Given exercise:
Rewrite every line of the records below as a numbered list, leaving out blank lines.

Records shown:
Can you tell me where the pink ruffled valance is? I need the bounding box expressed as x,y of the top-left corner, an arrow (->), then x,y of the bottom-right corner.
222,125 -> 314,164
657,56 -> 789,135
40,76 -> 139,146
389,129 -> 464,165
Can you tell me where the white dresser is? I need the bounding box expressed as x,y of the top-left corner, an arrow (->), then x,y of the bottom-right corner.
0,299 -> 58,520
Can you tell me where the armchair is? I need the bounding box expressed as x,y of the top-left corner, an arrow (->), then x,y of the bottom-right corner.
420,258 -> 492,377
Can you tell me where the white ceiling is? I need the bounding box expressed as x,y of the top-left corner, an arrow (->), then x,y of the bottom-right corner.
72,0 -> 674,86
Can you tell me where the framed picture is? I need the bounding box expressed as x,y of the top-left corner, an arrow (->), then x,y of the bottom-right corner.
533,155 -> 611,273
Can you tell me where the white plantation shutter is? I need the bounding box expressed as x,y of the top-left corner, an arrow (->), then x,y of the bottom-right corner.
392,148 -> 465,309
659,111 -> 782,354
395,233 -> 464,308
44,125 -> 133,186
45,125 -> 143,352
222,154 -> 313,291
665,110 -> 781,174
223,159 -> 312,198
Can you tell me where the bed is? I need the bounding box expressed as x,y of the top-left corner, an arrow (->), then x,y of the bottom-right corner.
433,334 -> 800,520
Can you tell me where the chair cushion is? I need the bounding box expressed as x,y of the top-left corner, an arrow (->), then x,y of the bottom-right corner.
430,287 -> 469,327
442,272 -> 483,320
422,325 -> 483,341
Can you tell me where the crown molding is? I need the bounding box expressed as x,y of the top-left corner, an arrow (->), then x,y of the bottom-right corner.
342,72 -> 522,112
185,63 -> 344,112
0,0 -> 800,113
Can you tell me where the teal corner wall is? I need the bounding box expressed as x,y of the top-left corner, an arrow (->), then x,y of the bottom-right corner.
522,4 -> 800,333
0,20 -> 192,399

Output of the exercise:
1. Can you tell me where the pink ruffled valance is? I need the bounding box expressed as x,y of the top-left corner, an arrow (->), then x,y of the bottom-right corner.
2. 222,125 -> 314,164
3. 657,56 -> 789,135
4. 40,76 -> 139,146
5. 389,129 -> 464,165
6. Can you tell me where the white dresser is? I need the bounding box expressed as x,y of the top-left corner, an arrow (->), then x,y of the bottom-right corner.
7. 0,299 -> 58,520
8. Can you tell me where the armchair is? I need the bounding box expressed as x,y of the top-left corner, an arrow (->), then x,y of the bottom-right corner.
9. 420,258 -> 492,377
10. Can you tell me where the white ceiling is? I need the bounding box expressed as x,y of the top-left corner, an arrow (->), then x,y of the bottom-right corner.
11. 72,0 -> 674,86
12. Can you tell me where the framed picture is? I need the bounding box expressed as x,y of the top-left corner, an arrow (->), then x,y of the bottom-right corner.
13. 533,155 -> 611,273
14. Can you tell me where the white plantation shutter is? I need the bounding box expressed as x,y of the top-left corner, an arrow (->), then x,y of the bottom-right corner.
15. 392,148 -> 465,309
16. 659,111 -> 782,354
17. 395,233 -> 464,308
18. 44,125 -> 133,186
19. 45,125 -> 143,352
20. 222,154 -> 313,291
21. 665,110 -> 781,174
22. 223,159 -> 312,198
23. Can you tell me where the bed is? I need the bounding box expressed as x,y of the top-left corner, an arrow (->), then x,y of the bottom-right corner.
24. 433,334 -> 800,520
25. Can you tell me where the chair cushion is? I need the bounding box expressed as x,y of the top-left corner, an arrow (->), then x,y of the bottom-right corner.
26. 430,287 -> 469,327
27. 442,272 -> 483,320
28. 422,325 -> 483,341
29. Can you tell me where the crown molding is? I need the bounding box expressed as x,y of the top-left corner, an arrow (->), then x,y of the bottom-right corner.
30. 342,72 -> 522,112
31. 185,63 -> 344,112
32. 0,0 -> 800,113
33. Can you tell me where the teal corner wall is? I need the bounding box expressed as x,y of the top-left corner, an arrow (->), then x,y of the bottom-right corner.
34. 522,4 -> 800,333
35. 0,20 -> 192,399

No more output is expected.